_TASK DIRECTIONS_:
Please pick out every row below that contains the word "mountain" and copy each such row in full.

⁂

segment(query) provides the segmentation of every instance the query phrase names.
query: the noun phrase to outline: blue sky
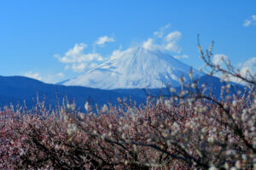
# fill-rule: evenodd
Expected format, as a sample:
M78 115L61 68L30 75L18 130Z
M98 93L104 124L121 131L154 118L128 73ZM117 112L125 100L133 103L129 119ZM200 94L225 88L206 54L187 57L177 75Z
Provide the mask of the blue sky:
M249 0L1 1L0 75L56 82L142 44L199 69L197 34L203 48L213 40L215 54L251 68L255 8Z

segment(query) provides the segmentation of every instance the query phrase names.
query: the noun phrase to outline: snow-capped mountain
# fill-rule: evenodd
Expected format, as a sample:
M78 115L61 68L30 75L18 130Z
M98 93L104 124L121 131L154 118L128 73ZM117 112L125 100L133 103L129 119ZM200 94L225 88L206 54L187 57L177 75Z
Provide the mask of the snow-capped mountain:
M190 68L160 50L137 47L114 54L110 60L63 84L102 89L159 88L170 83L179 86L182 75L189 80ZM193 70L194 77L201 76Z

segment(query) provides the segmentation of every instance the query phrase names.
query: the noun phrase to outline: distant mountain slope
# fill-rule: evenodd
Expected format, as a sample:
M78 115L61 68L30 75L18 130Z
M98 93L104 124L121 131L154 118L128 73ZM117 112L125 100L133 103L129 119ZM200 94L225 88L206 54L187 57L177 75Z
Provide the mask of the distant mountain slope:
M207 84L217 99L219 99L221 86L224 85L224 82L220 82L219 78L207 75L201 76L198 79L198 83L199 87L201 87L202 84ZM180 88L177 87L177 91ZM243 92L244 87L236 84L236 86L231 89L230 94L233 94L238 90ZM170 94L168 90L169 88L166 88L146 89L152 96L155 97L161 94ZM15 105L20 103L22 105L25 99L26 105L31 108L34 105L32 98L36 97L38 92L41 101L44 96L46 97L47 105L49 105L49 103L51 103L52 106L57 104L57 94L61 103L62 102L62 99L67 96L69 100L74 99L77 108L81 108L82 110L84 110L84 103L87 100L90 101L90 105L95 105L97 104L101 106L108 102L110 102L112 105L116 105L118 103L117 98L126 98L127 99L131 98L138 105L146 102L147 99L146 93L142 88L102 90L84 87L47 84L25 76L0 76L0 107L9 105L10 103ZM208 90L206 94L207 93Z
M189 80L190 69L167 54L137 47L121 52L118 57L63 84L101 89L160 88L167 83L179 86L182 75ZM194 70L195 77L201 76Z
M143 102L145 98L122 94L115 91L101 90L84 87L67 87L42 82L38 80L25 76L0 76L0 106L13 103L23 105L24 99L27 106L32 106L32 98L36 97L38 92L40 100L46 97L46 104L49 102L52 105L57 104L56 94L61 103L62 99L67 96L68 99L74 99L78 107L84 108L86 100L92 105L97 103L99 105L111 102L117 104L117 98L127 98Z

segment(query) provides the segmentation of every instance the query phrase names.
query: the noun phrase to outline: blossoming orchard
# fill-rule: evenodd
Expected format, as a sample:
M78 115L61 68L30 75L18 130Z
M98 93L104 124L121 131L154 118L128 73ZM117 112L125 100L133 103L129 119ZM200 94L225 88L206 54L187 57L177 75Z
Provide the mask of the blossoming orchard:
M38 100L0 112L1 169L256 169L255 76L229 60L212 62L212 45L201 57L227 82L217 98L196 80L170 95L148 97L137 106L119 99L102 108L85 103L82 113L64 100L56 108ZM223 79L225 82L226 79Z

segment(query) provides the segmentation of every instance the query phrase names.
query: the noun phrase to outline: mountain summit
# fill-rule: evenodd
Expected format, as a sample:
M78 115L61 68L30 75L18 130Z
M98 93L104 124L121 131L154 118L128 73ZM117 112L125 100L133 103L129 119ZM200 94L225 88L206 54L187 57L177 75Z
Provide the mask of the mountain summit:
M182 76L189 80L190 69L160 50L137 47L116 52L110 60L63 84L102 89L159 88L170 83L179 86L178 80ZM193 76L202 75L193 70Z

⁂

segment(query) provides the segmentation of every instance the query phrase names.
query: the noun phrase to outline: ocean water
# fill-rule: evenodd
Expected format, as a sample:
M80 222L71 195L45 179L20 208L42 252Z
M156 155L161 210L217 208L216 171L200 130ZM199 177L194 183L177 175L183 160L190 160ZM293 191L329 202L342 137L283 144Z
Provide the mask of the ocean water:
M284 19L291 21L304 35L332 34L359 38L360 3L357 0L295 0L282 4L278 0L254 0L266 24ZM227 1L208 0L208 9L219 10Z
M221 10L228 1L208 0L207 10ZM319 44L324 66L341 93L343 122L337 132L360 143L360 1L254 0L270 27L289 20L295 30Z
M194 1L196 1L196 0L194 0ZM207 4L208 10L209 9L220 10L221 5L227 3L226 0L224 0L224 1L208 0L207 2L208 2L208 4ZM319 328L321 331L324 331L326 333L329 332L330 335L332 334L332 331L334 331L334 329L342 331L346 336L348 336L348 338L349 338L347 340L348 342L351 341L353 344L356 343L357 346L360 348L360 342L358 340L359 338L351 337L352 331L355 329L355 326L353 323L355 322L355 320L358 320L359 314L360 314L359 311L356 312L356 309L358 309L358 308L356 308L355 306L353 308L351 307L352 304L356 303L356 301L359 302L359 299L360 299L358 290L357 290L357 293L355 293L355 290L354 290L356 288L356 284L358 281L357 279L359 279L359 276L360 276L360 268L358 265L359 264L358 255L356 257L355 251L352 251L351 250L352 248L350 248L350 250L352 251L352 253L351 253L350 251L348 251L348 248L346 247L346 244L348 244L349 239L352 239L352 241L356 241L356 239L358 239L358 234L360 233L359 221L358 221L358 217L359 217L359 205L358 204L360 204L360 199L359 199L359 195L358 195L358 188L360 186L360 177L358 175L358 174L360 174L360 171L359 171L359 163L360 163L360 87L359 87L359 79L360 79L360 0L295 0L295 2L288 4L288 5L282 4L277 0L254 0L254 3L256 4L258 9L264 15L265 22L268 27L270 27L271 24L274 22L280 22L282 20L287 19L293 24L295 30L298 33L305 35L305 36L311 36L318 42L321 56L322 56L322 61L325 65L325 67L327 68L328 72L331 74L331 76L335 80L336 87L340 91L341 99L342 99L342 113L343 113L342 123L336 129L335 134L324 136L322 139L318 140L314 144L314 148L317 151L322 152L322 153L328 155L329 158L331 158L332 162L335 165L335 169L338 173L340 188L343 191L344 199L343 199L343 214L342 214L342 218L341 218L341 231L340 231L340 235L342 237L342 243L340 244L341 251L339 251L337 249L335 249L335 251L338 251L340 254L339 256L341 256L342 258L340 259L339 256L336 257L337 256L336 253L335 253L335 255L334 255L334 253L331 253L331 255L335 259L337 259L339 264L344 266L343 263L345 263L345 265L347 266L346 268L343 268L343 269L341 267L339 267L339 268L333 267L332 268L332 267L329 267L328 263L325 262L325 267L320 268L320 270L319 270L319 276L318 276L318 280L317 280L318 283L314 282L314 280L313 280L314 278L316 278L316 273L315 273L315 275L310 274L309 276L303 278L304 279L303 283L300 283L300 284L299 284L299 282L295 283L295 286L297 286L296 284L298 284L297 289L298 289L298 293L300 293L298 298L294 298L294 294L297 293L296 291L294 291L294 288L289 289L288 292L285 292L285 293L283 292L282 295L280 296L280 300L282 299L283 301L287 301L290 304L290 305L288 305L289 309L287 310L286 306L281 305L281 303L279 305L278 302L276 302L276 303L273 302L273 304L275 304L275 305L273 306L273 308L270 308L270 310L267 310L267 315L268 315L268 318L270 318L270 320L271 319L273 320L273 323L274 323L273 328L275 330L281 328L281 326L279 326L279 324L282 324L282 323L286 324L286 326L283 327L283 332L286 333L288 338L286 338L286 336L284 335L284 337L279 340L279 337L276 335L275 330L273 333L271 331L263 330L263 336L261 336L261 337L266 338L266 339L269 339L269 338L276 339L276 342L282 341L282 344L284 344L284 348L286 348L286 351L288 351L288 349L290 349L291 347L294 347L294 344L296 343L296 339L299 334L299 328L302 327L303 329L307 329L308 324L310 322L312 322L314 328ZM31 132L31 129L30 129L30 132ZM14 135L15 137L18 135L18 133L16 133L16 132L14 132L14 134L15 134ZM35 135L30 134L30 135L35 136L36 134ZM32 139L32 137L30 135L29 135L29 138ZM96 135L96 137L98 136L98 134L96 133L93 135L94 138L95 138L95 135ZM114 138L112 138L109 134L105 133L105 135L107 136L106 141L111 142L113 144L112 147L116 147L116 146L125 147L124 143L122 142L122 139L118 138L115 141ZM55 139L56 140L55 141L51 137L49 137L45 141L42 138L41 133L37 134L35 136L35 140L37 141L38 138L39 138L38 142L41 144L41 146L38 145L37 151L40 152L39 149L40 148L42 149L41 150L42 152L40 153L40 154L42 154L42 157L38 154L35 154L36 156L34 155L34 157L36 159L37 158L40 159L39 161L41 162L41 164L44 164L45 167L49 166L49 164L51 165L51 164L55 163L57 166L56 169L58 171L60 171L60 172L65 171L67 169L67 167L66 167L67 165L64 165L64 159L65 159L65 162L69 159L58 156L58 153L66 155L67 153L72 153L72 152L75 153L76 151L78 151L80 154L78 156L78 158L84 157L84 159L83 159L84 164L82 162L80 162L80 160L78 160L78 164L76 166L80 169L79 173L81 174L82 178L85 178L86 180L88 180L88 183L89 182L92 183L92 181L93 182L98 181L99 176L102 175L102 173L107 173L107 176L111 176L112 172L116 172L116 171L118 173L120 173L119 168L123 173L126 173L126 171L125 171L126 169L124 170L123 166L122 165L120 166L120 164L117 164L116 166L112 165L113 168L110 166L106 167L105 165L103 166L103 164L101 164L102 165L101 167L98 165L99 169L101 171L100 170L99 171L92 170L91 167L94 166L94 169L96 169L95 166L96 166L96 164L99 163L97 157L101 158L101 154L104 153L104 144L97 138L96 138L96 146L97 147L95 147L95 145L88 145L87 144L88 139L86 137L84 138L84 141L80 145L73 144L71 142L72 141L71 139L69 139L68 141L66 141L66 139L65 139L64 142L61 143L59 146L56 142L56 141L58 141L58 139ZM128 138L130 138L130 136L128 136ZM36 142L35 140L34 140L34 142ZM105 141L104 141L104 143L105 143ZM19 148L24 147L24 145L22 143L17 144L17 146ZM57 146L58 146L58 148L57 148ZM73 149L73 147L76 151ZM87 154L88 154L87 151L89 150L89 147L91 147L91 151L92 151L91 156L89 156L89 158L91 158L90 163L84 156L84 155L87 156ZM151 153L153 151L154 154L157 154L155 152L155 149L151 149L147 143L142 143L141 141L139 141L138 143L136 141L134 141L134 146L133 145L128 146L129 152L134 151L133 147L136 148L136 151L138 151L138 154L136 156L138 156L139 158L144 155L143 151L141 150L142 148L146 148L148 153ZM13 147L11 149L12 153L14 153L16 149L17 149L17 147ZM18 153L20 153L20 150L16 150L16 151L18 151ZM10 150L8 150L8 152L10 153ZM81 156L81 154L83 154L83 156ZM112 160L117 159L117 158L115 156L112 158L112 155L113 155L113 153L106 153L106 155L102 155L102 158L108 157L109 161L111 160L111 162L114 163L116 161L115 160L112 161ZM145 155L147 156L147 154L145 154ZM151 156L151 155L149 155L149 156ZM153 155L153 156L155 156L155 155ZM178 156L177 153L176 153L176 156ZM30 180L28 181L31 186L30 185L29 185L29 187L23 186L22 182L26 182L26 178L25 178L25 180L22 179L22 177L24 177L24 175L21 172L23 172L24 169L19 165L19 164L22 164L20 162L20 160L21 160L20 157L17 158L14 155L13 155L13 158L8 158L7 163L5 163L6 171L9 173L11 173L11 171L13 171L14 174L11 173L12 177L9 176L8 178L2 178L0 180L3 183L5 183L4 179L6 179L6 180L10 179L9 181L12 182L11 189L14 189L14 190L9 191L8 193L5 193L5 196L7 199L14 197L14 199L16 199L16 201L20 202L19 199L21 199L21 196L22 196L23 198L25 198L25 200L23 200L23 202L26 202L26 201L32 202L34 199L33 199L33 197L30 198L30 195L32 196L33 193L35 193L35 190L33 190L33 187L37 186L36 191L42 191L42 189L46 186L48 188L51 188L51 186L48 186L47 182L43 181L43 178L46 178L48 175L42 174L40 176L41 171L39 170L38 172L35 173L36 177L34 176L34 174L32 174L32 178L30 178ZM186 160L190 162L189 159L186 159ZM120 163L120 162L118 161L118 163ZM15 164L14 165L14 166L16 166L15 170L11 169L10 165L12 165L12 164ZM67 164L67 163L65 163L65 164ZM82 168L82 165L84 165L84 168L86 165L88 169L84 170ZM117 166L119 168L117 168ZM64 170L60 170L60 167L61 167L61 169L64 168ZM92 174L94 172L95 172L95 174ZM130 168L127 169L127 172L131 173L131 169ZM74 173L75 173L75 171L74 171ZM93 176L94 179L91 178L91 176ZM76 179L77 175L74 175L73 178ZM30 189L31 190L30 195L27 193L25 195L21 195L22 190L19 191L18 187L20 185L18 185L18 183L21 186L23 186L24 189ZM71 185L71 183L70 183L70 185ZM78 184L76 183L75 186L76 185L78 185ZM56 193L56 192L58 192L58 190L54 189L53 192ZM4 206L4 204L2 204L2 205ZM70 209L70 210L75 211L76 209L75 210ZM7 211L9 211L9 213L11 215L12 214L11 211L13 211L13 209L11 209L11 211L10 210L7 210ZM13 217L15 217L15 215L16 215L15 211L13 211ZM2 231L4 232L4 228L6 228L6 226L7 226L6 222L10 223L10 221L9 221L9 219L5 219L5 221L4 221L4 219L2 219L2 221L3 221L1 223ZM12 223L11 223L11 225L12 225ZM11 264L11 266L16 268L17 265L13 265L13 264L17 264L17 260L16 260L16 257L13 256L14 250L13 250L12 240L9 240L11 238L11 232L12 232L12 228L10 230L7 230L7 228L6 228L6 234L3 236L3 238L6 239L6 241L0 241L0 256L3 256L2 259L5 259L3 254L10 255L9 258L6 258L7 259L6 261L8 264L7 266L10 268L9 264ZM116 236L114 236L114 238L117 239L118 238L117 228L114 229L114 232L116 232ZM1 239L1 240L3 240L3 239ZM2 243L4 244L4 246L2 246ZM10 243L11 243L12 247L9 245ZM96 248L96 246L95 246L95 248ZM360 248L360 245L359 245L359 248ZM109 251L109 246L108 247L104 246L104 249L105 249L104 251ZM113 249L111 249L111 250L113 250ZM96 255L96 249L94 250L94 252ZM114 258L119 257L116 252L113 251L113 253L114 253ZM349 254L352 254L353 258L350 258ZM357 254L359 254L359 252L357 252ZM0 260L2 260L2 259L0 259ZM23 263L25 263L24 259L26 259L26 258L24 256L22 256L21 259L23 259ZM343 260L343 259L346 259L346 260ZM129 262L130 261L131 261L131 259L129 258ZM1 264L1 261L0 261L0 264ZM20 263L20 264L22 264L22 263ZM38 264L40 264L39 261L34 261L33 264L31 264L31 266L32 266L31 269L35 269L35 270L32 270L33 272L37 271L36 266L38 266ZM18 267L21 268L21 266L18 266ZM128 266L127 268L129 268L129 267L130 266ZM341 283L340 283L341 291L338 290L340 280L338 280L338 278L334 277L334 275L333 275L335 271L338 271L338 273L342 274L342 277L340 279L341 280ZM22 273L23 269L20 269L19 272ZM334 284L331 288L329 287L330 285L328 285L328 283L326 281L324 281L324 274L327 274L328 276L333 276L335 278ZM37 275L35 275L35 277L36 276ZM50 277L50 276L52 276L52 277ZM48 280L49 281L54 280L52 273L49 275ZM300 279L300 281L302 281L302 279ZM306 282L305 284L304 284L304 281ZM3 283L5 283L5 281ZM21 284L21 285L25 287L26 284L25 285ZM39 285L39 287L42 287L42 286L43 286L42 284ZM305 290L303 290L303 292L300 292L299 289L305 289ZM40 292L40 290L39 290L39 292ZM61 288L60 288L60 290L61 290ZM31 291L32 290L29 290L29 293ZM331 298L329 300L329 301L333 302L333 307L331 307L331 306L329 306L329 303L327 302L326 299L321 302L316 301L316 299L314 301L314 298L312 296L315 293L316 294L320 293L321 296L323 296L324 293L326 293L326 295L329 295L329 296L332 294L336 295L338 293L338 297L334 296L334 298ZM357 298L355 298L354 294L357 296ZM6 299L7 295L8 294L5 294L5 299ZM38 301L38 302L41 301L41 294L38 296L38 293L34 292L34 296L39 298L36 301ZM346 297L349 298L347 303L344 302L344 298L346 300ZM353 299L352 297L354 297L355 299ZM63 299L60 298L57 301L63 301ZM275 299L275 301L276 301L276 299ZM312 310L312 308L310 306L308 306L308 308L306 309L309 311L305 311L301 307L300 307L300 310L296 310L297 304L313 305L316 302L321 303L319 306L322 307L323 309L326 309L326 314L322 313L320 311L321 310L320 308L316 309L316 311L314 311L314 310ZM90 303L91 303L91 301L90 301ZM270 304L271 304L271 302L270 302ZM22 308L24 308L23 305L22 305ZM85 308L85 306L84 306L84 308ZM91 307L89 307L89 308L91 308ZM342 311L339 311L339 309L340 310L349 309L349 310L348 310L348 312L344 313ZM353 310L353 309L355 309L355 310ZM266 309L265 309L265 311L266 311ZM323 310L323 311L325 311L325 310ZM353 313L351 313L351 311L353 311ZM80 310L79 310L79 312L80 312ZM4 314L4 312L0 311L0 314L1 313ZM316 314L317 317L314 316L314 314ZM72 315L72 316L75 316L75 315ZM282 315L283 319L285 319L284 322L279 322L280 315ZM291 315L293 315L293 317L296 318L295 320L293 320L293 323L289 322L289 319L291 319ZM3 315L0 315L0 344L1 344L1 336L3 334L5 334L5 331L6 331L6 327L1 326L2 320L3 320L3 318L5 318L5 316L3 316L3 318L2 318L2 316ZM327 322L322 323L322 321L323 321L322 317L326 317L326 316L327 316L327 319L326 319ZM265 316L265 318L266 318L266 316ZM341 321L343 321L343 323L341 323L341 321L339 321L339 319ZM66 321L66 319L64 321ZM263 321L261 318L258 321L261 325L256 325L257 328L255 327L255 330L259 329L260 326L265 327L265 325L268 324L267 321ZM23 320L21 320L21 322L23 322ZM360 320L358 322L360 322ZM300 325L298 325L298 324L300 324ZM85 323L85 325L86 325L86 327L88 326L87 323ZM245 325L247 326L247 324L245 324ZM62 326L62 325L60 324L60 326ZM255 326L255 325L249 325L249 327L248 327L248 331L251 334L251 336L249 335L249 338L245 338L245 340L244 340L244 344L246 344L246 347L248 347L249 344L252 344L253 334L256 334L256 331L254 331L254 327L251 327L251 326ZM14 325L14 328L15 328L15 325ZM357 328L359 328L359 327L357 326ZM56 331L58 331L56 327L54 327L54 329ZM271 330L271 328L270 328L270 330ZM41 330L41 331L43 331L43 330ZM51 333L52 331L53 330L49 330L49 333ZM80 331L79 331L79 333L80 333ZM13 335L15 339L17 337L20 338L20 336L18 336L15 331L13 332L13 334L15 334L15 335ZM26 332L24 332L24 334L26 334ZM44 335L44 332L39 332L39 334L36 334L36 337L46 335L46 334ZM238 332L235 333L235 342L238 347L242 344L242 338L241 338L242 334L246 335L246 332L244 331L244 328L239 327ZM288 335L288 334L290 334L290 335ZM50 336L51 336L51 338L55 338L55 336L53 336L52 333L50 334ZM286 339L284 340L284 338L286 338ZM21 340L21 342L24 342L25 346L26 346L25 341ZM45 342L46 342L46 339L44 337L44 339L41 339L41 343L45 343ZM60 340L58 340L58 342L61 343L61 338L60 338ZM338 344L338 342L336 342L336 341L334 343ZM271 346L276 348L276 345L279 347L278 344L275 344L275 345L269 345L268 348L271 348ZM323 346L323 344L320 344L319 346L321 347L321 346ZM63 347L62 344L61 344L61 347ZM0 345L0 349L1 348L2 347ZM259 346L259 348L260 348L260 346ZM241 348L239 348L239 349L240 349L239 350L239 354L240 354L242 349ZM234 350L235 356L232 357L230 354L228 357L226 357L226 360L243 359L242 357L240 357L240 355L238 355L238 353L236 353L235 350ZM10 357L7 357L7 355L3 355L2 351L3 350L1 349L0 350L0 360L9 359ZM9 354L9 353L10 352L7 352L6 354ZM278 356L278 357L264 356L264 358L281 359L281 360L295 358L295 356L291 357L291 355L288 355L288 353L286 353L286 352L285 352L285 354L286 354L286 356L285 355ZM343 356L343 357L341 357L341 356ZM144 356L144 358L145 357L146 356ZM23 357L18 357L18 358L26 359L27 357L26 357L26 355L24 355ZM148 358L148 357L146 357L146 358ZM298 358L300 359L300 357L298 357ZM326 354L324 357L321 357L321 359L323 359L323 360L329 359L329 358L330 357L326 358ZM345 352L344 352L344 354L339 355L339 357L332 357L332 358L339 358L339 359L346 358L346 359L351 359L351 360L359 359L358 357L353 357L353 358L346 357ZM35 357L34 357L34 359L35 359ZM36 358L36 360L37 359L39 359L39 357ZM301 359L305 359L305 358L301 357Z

⁂

_SOLUTION FOR THIS TASK_:
query: the noun phrase to outline: snow-capped mountain
Provide the mask of the snow-capped mountain:
query: the noun phrase to outline: distant mountain slope
Provide the mask of the distant mountain slope:
query: the noun phrase to outline: mountain summit
Provide the mask of the mountain summit:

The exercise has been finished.